----- SUPPLIED RECORDS
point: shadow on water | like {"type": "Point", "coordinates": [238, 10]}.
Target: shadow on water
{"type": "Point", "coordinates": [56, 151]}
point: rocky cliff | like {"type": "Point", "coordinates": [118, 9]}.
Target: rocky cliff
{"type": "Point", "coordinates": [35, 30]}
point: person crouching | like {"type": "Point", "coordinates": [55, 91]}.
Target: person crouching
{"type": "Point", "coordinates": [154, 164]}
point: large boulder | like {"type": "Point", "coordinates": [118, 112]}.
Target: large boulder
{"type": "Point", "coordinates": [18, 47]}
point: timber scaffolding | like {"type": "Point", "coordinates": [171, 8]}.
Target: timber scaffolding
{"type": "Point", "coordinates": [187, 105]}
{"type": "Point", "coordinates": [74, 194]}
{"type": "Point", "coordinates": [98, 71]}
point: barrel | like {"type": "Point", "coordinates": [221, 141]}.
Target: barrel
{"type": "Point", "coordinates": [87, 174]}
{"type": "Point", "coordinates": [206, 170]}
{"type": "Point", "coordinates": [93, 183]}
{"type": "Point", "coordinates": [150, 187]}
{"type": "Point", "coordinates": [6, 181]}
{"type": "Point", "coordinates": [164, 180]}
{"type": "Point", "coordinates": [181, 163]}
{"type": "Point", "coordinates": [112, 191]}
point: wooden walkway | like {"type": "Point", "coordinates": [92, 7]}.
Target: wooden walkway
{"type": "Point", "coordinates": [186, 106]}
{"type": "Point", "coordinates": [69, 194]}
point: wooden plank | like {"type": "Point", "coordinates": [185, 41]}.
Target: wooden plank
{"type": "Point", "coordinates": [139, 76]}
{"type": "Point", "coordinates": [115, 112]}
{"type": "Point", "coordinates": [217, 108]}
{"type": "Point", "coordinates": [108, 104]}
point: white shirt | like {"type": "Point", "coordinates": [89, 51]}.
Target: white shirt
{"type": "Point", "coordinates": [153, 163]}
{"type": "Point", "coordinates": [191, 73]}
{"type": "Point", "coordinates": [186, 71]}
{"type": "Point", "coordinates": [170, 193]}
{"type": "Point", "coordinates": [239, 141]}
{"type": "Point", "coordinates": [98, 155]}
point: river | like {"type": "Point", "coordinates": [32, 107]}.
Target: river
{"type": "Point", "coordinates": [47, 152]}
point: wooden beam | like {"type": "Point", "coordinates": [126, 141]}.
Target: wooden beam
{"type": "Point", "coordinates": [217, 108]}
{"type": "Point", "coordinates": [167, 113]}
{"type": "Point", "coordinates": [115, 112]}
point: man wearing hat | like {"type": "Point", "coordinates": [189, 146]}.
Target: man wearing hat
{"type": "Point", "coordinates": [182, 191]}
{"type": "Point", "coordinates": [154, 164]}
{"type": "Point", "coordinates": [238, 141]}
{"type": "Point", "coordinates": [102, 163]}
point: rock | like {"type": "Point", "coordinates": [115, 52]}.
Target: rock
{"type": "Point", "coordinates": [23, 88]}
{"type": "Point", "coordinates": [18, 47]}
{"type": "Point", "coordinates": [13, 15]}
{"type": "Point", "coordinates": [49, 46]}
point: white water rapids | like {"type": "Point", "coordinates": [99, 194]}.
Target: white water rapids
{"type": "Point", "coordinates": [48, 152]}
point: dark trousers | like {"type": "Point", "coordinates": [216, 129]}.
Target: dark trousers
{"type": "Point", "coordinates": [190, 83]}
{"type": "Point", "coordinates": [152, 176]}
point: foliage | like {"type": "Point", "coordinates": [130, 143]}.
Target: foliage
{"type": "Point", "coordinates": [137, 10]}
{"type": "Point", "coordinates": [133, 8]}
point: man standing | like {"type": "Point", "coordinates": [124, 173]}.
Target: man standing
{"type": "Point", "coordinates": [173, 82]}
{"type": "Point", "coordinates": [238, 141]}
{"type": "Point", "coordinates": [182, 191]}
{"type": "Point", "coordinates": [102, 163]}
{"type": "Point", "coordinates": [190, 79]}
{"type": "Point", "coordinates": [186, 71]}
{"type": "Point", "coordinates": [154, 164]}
----------
AIM OF THE TASK: Reproduce the lines from the one that contains "point: rock |" through the end of the entries, substituting "greenery" for "foliage" and leaving everything else unchanged.

ANSWER FOR THE TASK:
point: rock | like {"type": "Point", "coordinates": [115, 52]}.
Target: rock
{"type": "Point", "coordinates": [23, 88]}
{"type": "Point", "coordinates": [18, 47]}
{"type": "Point", "coordinates": [13, 15]}
{"type": "Point", "coordinates": [49, 46]}
point: white water rapids | like {"type": "Point", "coordinates": [99, 194]}.
Target: white water rapids
{"type": "Point", "coordinates": [48, 152]}
point: dark trousers | like {"type": "Point", "coordinates": [216, 129]}.
Target: dark trousers
{"type": "Point", "coordinates": [190, 83]}
{"type": "Point", "coordinates": [152, 176]}
point: greenery | like {"type": "Point", "coordinates": [130, 143]}.
Target: greenery
{"type": "Point", "coordinates": [137, 10]}
{"type": "Point", "coordinates": [133, 8]}
point: man standing | like {"type": "Point", "coordinates": [124, 173]}.
Target: man standing
{"type": "Point", "coordinates": [173, 82]}
{"type": "Point", "coordinates": [238, 141]}
{"type": "Point", "coordinates": [182, 191]}
{"type": "Point", "coordinates": [102, 163]}
{"type": "Point", "coordinates": [190, 79]}
{"type": "Point", "coordinates": [186, 71]}
{"type": "Point", "coordinates": [154, 164]}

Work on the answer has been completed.